[Data entries]
+ + + +
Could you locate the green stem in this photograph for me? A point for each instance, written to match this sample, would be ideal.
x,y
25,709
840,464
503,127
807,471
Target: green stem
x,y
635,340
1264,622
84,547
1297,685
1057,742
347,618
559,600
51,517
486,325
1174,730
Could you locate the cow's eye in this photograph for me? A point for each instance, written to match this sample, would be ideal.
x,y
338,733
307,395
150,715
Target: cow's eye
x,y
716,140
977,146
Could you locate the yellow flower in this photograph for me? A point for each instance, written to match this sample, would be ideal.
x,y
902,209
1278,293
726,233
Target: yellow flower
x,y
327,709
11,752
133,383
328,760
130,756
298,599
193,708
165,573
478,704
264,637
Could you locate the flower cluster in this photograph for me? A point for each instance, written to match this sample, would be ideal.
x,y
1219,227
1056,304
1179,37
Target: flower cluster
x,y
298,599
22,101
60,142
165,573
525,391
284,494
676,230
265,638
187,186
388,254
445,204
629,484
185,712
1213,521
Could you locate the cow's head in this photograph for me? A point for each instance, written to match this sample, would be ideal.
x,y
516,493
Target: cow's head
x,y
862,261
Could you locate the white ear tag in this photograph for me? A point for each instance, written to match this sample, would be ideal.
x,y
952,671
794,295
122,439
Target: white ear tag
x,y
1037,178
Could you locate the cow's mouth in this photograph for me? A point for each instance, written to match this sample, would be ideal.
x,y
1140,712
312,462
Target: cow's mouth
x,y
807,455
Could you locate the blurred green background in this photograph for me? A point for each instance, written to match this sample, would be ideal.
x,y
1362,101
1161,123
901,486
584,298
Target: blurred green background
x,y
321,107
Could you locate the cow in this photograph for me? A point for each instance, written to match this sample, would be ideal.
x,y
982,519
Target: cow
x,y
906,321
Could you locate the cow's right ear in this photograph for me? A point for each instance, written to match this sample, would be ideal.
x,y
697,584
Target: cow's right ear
+ + + +
» **Task goal**
Which of the lines above carry the string "photograph"? Pick them out and copy them.

» **Task solution**
Could you locate the green stem in this photograph for me? A point for each instance, written to match this sample, would be ideal.
Could you locate the cow's eye in this photograph for me? A point for each instance, written to match this sample, would be ideal.
Could you locate the yellow flower in this photograph for me? A point for each instance, written to match this sample, would be ideal.
Could you locate the flower cluster in this photograph for me? A point for each instance, written to match this sample, would be ideal.
Could you locate the cow's head in this photograph for me? A point for each instance, written to match this sample, would be ideal.
Could you locate the white ear tag in this photograph for me? A point for each instance, written to match this sample, would be ideal.
Could you locate the cow's mouth in this photograph for me? A point for each instance, written to match this sample, would be ideal.
Could you locate the blurred green background in this photograph for me? A point for each instance, written to match this sample, would be ideal.
Could you locate the cow in this photograph for me? A point for each instance, written to match this sample, would be ideal.
Could you locate the cow's right ear in this photograph for me? A point for each instance, written to match this sample, would be ideal.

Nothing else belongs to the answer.